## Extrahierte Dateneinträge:
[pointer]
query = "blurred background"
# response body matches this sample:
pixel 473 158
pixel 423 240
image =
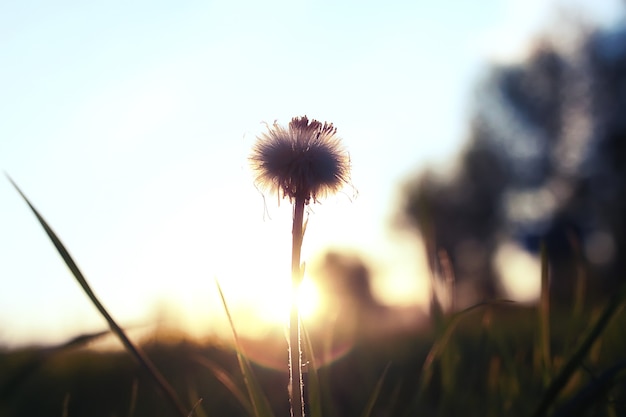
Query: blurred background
pixel 129 127
pixel 477 135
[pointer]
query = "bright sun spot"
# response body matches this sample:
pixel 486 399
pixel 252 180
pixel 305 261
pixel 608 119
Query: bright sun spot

## Aufgabe:
Ändere in allen Einträgen „sun spot“ in „light patch“ und gib die Zeilen ansonsten unverändert wieder. Die Bilder sollen in der Antwort fehlen.

## Lösung:
[pointer]
query = "blurred background"
# response body matches this sample:
pixel 473 158
pixel 423 240
image =
Query: blurred background
pixel 129 127
pixel 477 135
[pointer]
query = "bright light patch"
# response body matches this sample:
pixel 486 399
pixel 252 180
pixel 305 261
pixel 608 119
Query: bright light patch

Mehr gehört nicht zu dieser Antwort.